■ SUPPLIED ENTRIES:
* * * *
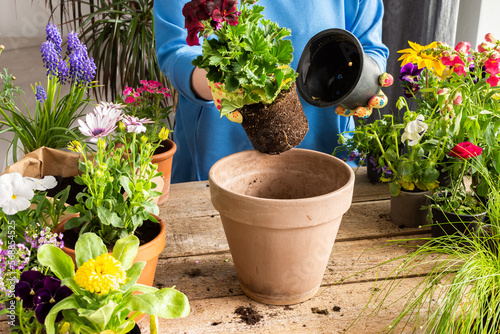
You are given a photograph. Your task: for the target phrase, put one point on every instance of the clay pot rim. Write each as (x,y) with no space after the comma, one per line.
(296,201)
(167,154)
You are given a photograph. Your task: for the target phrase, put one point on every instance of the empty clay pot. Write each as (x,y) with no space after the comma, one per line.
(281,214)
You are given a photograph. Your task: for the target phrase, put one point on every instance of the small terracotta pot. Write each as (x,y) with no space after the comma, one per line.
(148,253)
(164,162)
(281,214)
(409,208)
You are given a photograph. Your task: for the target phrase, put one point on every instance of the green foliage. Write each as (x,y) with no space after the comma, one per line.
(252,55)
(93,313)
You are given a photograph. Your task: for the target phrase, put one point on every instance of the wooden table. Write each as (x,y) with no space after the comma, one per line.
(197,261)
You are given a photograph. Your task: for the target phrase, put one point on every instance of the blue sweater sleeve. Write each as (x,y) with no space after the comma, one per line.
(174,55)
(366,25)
* * * *
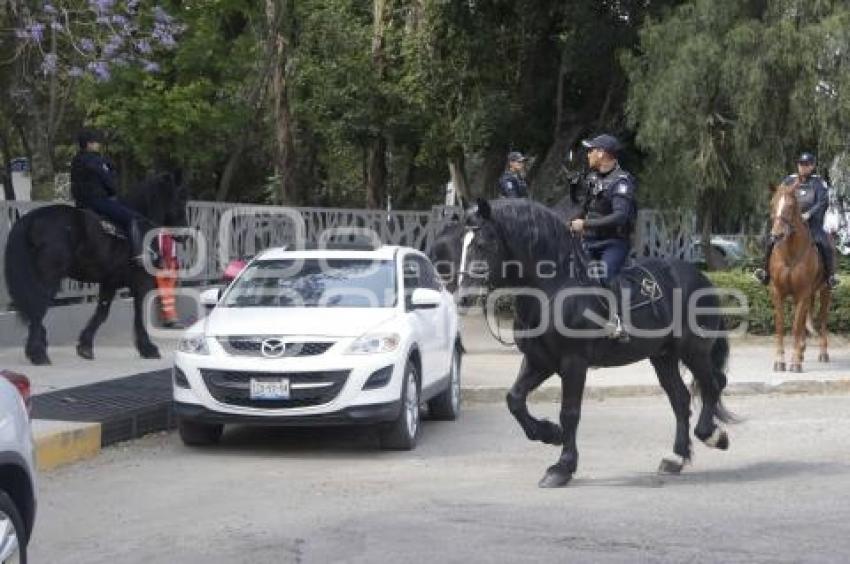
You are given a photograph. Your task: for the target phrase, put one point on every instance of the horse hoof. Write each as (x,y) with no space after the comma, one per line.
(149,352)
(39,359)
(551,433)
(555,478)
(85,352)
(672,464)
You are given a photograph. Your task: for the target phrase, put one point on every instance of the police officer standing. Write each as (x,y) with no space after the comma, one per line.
* * * *
■ ASSIGNED TASK:
Give the exact lines, and only those, from the line containing "of the horse" through the line containing "of the police" in the entries above.

■ OUTPUT FOR THIS EXERCISE:
You are given a photograph. Your task: for the target phrase, put one point on every instance of the horse hoof. Write each as (x,y) with no space after the comma, one per line.
(149,352)
(39,359)
(551,433)
(555,478)
(85,352)
(672,464)
You are given a photograph. Your task: for the target phrase, put one point on every instance of the police officer standing. Write each as (x,y) with no space after the comma, one per line.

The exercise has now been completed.